→ **Data shown**
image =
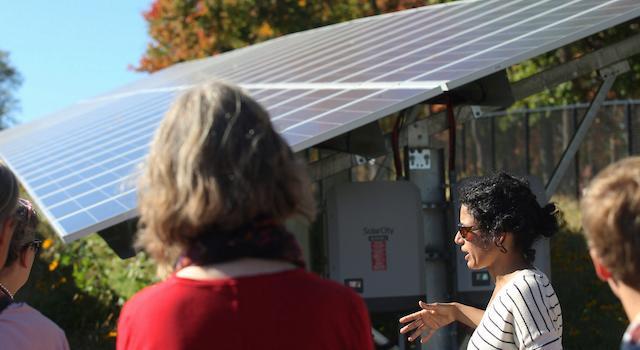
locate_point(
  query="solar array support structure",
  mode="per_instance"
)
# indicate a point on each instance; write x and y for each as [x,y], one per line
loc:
[80,164]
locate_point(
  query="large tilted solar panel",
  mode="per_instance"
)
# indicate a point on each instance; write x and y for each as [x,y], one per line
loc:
[80,164]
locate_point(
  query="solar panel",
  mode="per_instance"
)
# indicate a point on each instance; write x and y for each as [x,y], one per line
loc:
[80,164]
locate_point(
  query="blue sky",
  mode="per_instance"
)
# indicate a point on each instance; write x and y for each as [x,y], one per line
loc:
[70,50]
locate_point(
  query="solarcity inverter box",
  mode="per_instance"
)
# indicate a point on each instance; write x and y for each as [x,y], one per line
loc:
[376,242]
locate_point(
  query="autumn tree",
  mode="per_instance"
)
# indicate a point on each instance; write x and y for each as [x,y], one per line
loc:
[9,81]
[183,30]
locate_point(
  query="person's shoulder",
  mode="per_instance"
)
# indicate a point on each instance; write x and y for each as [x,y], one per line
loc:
[151,294]
[531,278]
[35,318]
[305,281]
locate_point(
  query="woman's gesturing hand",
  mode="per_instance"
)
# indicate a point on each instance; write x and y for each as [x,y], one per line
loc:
[428,320]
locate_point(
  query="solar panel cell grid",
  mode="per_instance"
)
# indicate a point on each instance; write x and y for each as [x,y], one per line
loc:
[80,164]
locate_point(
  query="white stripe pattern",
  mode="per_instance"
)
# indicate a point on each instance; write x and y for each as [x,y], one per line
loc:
[525,314]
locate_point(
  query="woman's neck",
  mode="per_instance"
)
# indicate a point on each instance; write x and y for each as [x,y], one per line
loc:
[237,268]
[503,268]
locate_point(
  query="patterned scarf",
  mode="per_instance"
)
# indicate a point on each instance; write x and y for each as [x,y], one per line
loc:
[262,239]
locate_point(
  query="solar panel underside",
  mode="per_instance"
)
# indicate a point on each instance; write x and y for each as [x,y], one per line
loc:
[80,164]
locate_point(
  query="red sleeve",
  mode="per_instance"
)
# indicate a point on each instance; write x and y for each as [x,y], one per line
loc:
[122,340]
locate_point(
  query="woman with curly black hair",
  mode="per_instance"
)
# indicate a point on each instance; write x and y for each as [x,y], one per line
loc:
[500,219]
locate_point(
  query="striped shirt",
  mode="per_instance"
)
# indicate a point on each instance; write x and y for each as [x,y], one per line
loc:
[525,314]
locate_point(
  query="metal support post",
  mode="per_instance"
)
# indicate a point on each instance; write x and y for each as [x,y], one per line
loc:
[609,76]
[628,120]
[527,152]
[426,170]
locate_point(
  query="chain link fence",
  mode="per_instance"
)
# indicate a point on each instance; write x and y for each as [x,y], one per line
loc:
[532,141]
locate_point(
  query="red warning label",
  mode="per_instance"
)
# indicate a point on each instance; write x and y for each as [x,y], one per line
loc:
[378,253]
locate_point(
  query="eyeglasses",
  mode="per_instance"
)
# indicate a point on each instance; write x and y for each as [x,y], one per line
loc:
[36,244]
[467,232]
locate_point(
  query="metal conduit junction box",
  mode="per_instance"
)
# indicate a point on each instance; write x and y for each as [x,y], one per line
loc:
[376,242]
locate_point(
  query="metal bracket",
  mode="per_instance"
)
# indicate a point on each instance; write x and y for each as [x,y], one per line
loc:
[609,75]
[431,254]
[419,158]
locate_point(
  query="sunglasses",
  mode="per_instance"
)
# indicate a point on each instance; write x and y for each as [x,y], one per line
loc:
[466,232]
[36,244]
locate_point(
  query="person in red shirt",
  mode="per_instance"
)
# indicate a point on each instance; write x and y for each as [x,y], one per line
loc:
[213,199]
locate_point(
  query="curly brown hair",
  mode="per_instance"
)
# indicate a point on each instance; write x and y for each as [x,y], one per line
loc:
[26,222]
[216,163]
[611,219]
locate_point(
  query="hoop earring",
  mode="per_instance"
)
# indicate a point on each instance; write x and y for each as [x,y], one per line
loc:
[499,244]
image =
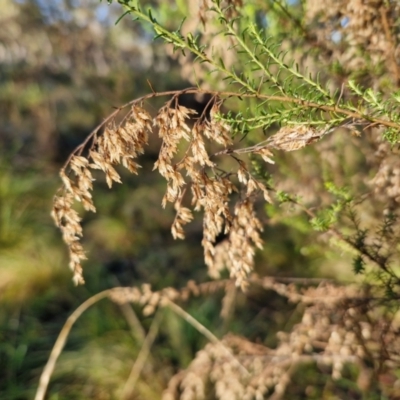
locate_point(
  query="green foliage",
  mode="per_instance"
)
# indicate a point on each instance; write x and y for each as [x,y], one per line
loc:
[275,72]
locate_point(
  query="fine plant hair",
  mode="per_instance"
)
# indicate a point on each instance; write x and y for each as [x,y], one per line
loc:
[269,109]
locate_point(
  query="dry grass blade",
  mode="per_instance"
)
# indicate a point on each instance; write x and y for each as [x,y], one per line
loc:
[143,355]
[61,340]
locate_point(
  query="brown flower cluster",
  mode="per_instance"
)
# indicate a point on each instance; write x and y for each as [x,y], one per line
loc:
[336,330]
[118,145]
[188,165]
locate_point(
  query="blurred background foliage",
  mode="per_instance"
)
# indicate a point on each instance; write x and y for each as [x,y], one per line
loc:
[65,65]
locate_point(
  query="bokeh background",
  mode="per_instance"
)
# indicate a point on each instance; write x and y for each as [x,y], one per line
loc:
[64,66]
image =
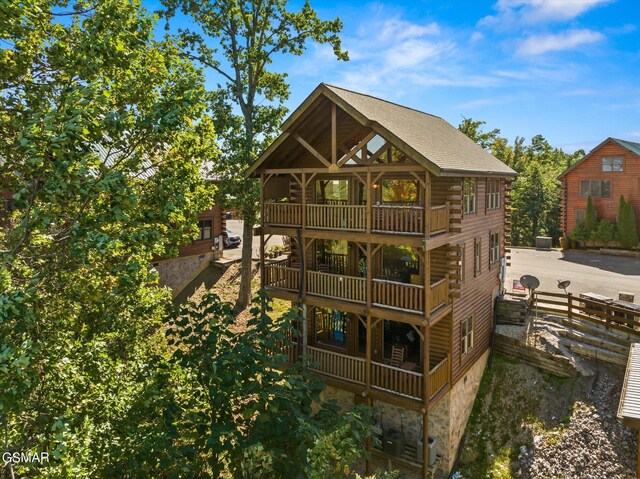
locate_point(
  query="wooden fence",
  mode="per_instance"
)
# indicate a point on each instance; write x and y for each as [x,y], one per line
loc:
[599,312]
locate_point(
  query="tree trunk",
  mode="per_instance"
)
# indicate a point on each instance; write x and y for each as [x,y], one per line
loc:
[244,295]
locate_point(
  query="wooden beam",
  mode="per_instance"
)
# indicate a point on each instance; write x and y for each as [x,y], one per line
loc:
[312,150]
[334,138]
[355,149]
[378,153]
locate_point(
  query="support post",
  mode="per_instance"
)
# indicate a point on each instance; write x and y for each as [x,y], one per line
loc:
[369,202]
[427,397]
[334,136]
[304,200]
[262,184]
[427,284]
[427,206]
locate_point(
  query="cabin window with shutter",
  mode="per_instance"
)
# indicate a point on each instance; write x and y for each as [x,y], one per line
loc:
[595,188]
[469,196]
[205,230]
[477,256]
[466,335]
[494,247]
[493,193]
[612,164]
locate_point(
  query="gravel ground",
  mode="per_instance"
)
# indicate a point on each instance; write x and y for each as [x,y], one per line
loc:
[592,445]
[528,424]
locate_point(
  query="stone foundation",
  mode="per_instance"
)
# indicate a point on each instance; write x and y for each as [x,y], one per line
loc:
[177,273]
[447,421]
[462,397]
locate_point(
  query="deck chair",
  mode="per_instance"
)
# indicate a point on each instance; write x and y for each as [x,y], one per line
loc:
[397,356]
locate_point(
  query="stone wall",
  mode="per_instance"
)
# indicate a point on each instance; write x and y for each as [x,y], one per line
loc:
[177,273]
[462,397]
[515,349]
[511,310]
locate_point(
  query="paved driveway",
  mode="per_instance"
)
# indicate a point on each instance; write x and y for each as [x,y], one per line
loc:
[236,253]
[587,272]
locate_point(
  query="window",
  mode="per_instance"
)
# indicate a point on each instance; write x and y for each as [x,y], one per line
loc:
[463,267]
[205,230]
[477,256]
[493,193]
[595,188]
[612,164]
[494,247]
[469,196]
[466,335]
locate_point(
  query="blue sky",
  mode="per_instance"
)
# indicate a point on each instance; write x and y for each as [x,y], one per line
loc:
[566,69]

→ **Given task**
Retype the listing exactly. Pictures do not belong in the copy.

→ **Task answer**
image =
locate_point(
  query="solar array support structure",
  mode="per_instance"
)
# indicate a point on each instance; write x and y for each as [x,y], one per line
loc:
[80,164]
locate_point(
  query="large tilted solar panel",
  mode="per_instance"
)
# indicate a point on each instance; write x and y for each as [x,y], one per line
loc:
[80,164]
locate_point(
  query="solar panel",
  mode="per_instance"
)
# indicate a point on each instance; write x and y for each as [x,y], one per line
loc:
[80,164]
locate_point(
  query="blue sky",
  mode="per_instance"
)
# indicate a point on each instance; write x and y for each as [x,y], one per line
loc:
[70,50]
locate_point(
  query="solarcity inverter box",
  mode="per_instance"
)
# indicate a point on each instance; write x and y for each as [x,y], one per line
loc:
[376,242]
locate_point(
  query="autumn tree",
  mode="per_instance"
)
# indicate a point on each instance; write x and y for each as [x,y], one per line
loc:
[9,81]
[183,30]
locate_point(
  query="person's shoulder",
  mode="per_instance"
)
# indicate a point on each instance; write x and y for each as [x,y], one per line
loc:
[151,294]
[531,278]
[35,318]
[305,281]
locate_point(
  query="woman's gesturing hand",
  mode="per_instance"
)
# indicate a point on each instance; write x and y for each as [x,y], one per line
loc:
[428,320]
locate_point(
  query="solar panel cell grid",
  mode="per_instance"
)
# indicate a point on each instance; write x and y for each as [x,y], one per line
loc:
[80,164]
locate_point(
  query="white stripe pattern",
  mode="per_instance"
)
# indicate a point on each instance; write x and y for each as [x,y], one per line
loc:
[525,314]
locate_point(
  query="woman's neck",
  mode="per_instance"
)
# indicate a point on each instance; write x and y for each as [x,y], one per line
loc:
[237,268]
[503,268]
locate_point(
  query="patterned scarf",
  mode="per_instance"
)
# indicate a point on each instance; write x and y for each as [x,y], one per line
loc:
[262,239]
locate_point(
  query="solar panel underside",
  mode="per_instance"
)
# indicate a point on each instance; write x and y for each as [x,y], one per line
loc:
[80,164]
locate_point(
  query="red sleeve",
  mode="per_instance"
)
# indicate a point on each instance; write x and y for each as [x,y], one per line
loc:
[122,340]
locate_point(
  query="woman with curly black hair",
  mode="per_instance"
)
# indicate a point on each instance; write x and y for each as [x,y], one per line
loc:
[500,219]
locate_point(
  query="striped shirt",
  mode="per_instance"
)
# indicate a point on each instance; write x and y for each as [x,y], one per line
loc:
[525,314]
locate_point(
  query="metal support post",
  mode="per_instance"
)
# indicate a point on each instance; write x and y for each as [x,y], one per line
loc:
[609,76]
[628,120]
[527,152]
[426,170]
locate_point(
  query="chain link fence",
  mode="per_instance"
)
# indicate a point on each instance; write x and y for each as [x,y], one per line
loc:
[532,141]
locate_point(
  query="red warning label",
  mode="per_instance"
)
# indicate a point on each instance; write x and y for each as [x,y], one per line
loc:
[378,253]
locate_point(
  query="eyeglasses",
  mode="per_instance"
)
# indicate a point on each instance; write x and y for each as [x,y], one per line
loc:
[36,244]
[467,232]
locate_point(
  query="metal conduit junction box",
  mode="per_instance"
)
# indicate a point on each instance; write x and y for each as [x,y], one per line
loc:
[376,242]
locate_point(
  query="metal bracket",
  mode="per_instance"
)
# indicate a point on each instance; write x and y for each as [x,y], one per line
loc:
[609,75]
[431,254]
[419,158]
locate_point(
  query="sunglasses",
  mode="per_instance"
)
# indicate a point on each instance; write x and y for each as [x,y], one per line
loc:
[466,232]
[36,244]
locate_point(
  query="person in red shirt",
  mode="per_instance"
)
# indicate a point on each instance; write x and y for each as [x,y], one per line
loc:
[213,199]
locate_point(
  query="curly brown hair",
  mode="per_instance"
)
# indicate a point on each instance; write x and y for each as [x,y], one per line
loc:
[26,222]
[216,163]
[611,219]
locate_point(
  query="hoop earring",
  mode="per_instance"
)
# indicate a point on each instance; write x and y for each as [x,y], one per line
loc:
[499,244]
image =
locate_point(
  query="green foliage",
  mode="per_instance"
)
# indicate a point on each instance; write x and y for each as [x,y], one per line
loc:
[275,72]
locate_point(
  query="fine plant hair",
  mode="per_instance"
)
# indicate a point on each instance; write x and y for each as [x,y], one per line
loc:
[269,109]
locate_point(
  query="dry grass blade",
  mode="per_instance"
)
# indicate a point on each instance; write x and y for each as [x,y], one per line
loc:
[143,355]
[61,340]
locate_point(
  query="brown flower cluster",
  mode="per_instance"
)
# indicate a point on each instance; write x and y for each as [x,y], one per line
loc:
[336,330]
[118,145]
[188,165]
locate_point(
  query="blurred background foliage",
  mode="per_instance"
)
# indicate a point on each instance; write x and y for each as [x,y], one per line
loc:
[65,65]
locate_point(
  query="bokeh background",
  mode="per_instance"
)
# indicate a point on each instance; write x and y for each as [x,y], one per line
loc:
[64,66]
image =
locate_point(
  query="wooden fence",
  mode="per_instance"
)
# indicate a point on each instance; write x and y for each as [x,y], one per line
loc:
[599,312]
locate_point(
  query="tree trunk",
  mode="per_instance"
)
# indicate a point on each instance; write x and y for each as [x,y], one per line
loc:
[244,295]
locate_point(
  query="wooden beam",
  mode="per_instance"
)
# indicate a point on each instance; write x and y for each as [x,y], one per line
loc:
[312,150]
[334,138]
[355,149]
[378,153]
locate_point(
  query="support post",
  mode="per_instance"
)
# indicate a point on each instance; write x and y for each as [x,y], one per line
loc:
[369,202]
[427,397]
[334,136]
[304,200]
[262,184]
[427,284]
[427,206]
locate_point(
  query="cabin window with shutter",
  mode="per_instance"
)
# indicate a point on each instance; write x and y for each as [x,y], one per line
loc:
[595,188]
[469,196]
[205,230]
[477,256]
[466,335]
[494,247]
[493,193]
[612,164]
locate_point(
  query="gravel ground",
  mode="per_instance"
)
# indicate a point on each instance; write x and y for each as [x,y], one per line
loc:
[592,445]
[528,424]
locate_point(
  query="stone foundation",
  mode="per_instance"
)
# indicate a point on each instance; write x and y for each as [x,y], one per line
loc:
[177,273]
[447,421]
[462,397]
locate_point(
  query="deck chair",
  mode="per_instance"
)
# indicate a point on each instance; write x and y for each as [x,y], one per line
loc:
[397,356]
locate_point(
  query="stone wall",
  mode="per_instance"
)
# indicate a point on each instance; write x and y for each as [x,y], one per line
loc:
[177,273]
[462,397]
[515,349]
[511,310]
locate_point(
  query="paved driveway",
  mode="per_instance"
)
# indicate a point on each instance; write x and y for each as [x,y], one per line
loc:
[236,253]
[587,272]
locate_point(
  query="window",
  mode="per_instance"
)
# indicate a point on each instance; write x and y for each as [x,y], one per line
loc:
[463,267]
[205,230]
[477,256]
[493,193]
[595,188]
[612,164]
[494,247]
[469,196]
[466,335]
locate_point(
  query="blue sky",
  mode="per_instance"
)
# indicate a point on each instance; write x and y for each as [x,y], one per line
loc:
[566,69]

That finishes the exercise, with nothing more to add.